__TEXT FOR ANALYSIS__:
============

In the wake of all the fire hurricane devastation in recent weeks, a friend posted a piece called, “Best Intentions: When Disaster Relief Brings Anything But Relief” and it got me thinking about the nature of American generosity to the less fortunate.
The piece reports on the tremendous waste of disaster response, often costing the donors fruitlessly, and sometimes even costing disaster responders who must then deal with the sheer volume of inappropriate stuff flooding in, on top of everything else in the crisis. It’s well meant, no doubt, but ultimately ends up falling somewhere between useless and destructive.
We are not wrong, of course, especially as Christians but also as decent humans, to want to aid people near and far who are hurting, or even just lacking, as we live in such prosperity. Many Catholics have heard and heeded the words of St. Basil — a distinctly Gospel message that when we hoard things others could use, we are essentially stealing.
But there’s a more helpful way to look at this issue, now that material goods are often very cheap in comparison to previous eras. I ran across it first in a book called Money, Possessions and Eternity (which was pretty long and mostly not especially interesting, but read it if you want). Author Randy Alcorn suggested seeing the work of thrift shops and charity shops and rummage sales as a service provided to you, not a work of charity you’re performing by donating — regardless of how their slogans make you feel generous and virtuous. There will be exceptions to this, of course — when you give away the peacoat you really love because you just can’t justify two; when you loan beloved baby things you know you might not get back — but on the whole, we are a culture burdened with stuff, and this concept crystallized for me something I had been thinking about for awhile.

============

__SUPPLIED ENTRIES__:
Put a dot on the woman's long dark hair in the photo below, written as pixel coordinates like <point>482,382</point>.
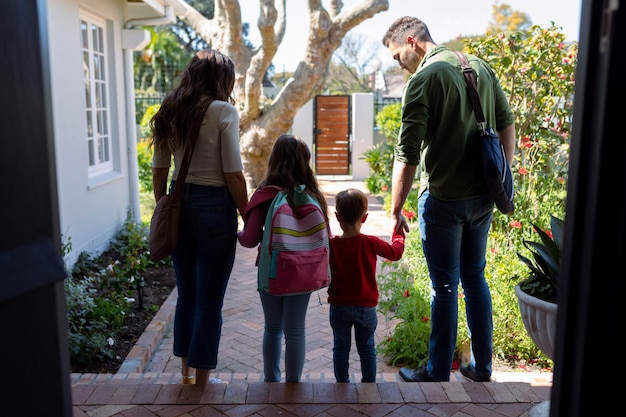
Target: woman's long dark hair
<point>289,167</point>
<point>210,75</point>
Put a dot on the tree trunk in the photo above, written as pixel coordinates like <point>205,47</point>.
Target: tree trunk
<point>261,125</point>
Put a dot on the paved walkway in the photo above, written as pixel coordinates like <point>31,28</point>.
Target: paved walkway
<point>153,373</point>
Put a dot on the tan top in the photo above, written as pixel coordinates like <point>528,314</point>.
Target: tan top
<point>217,148</point>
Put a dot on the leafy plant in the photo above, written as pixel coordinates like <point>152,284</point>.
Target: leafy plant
<point>542,281</point>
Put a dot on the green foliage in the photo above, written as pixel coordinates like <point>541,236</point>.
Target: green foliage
<point>144,166</point>
<point>102,291</point>
<point>536,68</point>
<point>380,160</point>
<point>405,301</point>
<point>542,280</point>
<point>144,99</point>
<point>144,125</point>
<point>389,119</point>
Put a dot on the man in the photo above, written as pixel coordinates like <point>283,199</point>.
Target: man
<point>439,130</point>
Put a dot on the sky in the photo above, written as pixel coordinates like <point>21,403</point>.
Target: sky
<point>446,19</point>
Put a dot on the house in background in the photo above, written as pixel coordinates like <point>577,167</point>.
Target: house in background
<point>91,44</point>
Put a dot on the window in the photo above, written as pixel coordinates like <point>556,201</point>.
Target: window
<point>97,111</point>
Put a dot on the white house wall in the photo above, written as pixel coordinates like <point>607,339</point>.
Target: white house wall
<point>91,212</point>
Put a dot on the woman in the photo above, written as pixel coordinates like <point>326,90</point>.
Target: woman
<point>289,168</point>
<point>215,189</point>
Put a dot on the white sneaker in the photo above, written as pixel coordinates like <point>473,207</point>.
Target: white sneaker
<point>217,381</point>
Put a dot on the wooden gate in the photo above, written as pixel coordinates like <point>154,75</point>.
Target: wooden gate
<point>332,135</point>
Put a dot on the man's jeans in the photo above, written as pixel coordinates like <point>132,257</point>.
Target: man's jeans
<point>454,239</point>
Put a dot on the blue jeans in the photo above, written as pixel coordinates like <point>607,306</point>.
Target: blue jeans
<point>284,315</point>
<point>454,239</point>
<point>364,320</point>
<point>203,261</point>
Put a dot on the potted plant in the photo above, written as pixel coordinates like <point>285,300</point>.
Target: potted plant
<point>537,293</point>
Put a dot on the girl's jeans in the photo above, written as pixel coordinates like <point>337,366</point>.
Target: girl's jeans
<point>364,320</point>
<point>203,261</point>
<point>454,239</point>
<point>284,315</point>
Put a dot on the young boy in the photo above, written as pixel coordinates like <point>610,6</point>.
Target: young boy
<point>353,291</point>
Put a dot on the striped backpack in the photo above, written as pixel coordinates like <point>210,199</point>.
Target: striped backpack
<point>296,245</point>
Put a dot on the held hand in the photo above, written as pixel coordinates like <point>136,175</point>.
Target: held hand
<point>401,223</point>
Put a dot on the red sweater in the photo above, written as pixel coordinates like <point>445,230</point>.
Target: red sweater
<point>353,267</point>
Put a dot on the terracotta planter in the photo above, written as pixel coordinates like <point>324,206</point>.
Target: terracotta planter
<point>539,318</point>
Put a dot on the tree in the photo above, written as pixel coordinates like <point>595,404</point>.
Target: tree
<point>260,124</point>
<point>505,19</point>
<point>353,66</point>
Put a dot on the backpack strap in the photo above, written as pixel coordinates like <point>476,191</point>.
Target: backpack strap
<point>261,196</point>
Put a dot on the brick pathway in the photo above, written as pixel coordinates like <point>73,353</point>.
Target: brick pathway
<point>148,383</point>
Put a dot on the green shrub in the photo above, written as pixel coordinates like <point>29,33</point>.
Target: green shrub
<point>102,291</point>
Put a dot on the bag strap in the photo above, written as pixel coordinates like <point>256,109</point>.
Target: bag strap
<point>471,88</point>
<point>182,173</point>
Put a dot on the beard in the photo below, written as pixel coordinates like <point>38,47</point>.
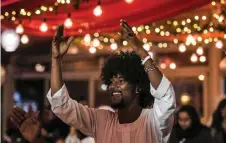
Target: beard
<point>119,105</point>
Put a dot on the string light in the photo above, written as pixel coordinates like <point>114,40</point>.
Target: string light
<point>194,58</point>
<point>201,77</point>
<point>172,65</point>
<point>199,51</point>
<point>44,27</point>
<point>24,39</point>
<point>114,46</point>
<point>19,29</point>
<point>146,47</point>
<point>219,44</point>
<point>182,48</point>
<point>92,50</point>
<point>97,11</point>
<point>202,59</point>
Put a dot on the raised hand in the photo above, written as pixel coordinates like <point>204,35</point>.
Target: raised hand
<point>60,45</point>
<point>129,35</point>
<point>27,123</point>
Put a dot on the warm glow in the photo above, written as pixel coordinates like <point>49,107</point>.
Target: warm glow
<point>92,50</point>
<point>87,38</point>
<point>199,51</point>
<point>43,27</point>
<point>24,39</point>
<point>146,47</point>
<point>172,65</point>
<point>162,65</point>
<point>96,42</point>
<point>68,23</point>
<point>182,48</point>
<point>19,29</point>
<point>114,46</point>
<point>97,11</point>
<point>175,41</point>
<point>185,98</point>
<point>194,58</point>
<point>219,44</point>
<point>129,1</point>
<point>202,59</point>
<point>39,68</point>
<point>201,77</point>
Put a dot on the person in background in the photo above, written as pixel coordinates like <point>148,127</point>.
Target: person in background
<point>188,128</point>
<point>219,123</point>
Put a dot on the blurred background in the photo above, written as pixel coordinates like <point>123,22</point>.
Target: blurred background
<point>186,38</point>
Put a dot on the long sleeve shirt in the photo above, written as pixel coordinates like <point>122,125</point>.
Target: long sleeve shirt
<point>153,125</point>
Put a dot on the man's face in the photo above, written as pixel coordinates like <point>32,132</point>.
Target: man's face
<point>121,91</point>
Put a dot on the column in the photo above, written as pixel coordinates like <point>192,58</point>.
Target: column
<point>8,91</point>
<point>91,97</point>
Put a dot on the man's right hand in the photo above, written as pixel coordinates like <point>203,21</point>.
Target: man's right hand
<point>27,123</point>
<point>60,45</point>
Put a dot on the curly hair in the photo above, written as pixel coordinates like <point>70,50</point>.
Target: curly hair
<point>128,64</point>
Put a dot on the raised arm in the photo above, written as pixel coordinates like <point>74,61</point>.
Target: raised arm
<point>161,88</point>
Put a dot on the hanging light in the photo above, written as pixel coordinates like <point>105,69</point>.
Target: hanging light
<point>129,1</point>
<point>219,44</point>
<point>19,28</point>
<point>43,27</point>
<point>182,48</point>
<point>10,40</point>
<point>96,42</point>
<point>87,38</point>
<point>97,10</point>
<point>114,46</point>
<point>68,22</point>
<point>199,51</point>
<point>202,59</point>
<point>194,58</point>
<point>146,46</point>
<point>92,50</point>
<point>172,65</point>
<point>24,39</point>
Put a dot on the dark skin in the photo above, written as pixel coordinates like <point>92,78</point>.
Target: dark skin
<point>27,122</point>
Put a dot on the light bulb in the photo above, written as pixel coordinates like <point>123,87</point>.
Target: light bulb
<point>199,51</point>
<point>96,42</point>
<point>68,23</point>
<point>24,39</point>
<point>182,48</point>
<point>87,38</point>
<point>194,58</point>
<point>129,1</point>
<point>162,65</point>
<point>97,11</point>
<point>219,44</point>
<point>172,66</point>
<point>146,46</point>
<point>202,59</point>
<point>19,29</point>
<point>43,27</point>
<point>114,46</point>
<point>201,77</point>
<point>92,50</point>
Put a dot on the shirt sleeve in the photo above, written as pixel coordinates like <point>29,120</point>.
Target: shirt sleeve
<point>73,113</point>
<point>164,107</point>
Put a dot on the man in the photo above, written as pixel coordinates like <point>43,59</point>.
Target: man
<point>132,77</point>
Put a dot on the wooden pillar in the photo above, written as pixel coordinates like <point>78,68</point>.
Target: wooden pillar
<point>91,97</point>
<point>8,91</point>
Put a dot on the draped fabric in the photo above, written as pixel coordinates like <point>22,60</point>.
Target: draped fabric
<point>138,12</point>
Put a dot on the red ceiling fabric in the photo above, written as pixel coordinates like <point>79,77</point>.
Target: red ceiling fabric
<point>138,12</point>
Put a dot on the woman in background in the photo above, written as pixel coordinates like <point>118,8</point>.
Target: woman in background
<point>188,128</point>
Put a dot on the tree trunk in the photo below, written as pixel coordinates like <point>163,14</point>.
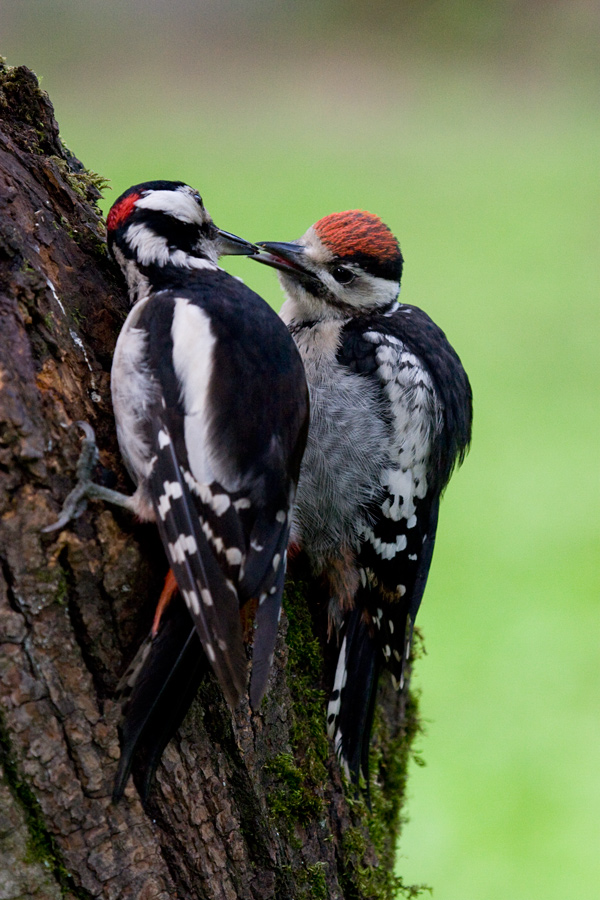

============

__TRY IT__: In the essay on charitable giving, substitute "givers" for "donors" in the passage starting with "In the wake" and going on through "useless and destructive.", and give that passage again. Rely only on the essay on charitable giving to complete this work.

__SOLVED PROBLEM__:
In the wake of all the fire hurricane devastation in recent weeks, a friend posted a piece called, “Best Intentions: When Disaster Relief Brings Anything But Relief” and it got me thinking about the nature of American generosity to the less fortunate.
The piece reports on the tremendous waste of disaster response, often costing the givers fruitlessly, and sometimes even costing disaster responders who must then deal with the sheer volume of inappropriate stuff flooding in, on top of everything else in the crisis. It’s well meant, no doubt, but ultimately ends up falling somewhere between useless and destructive.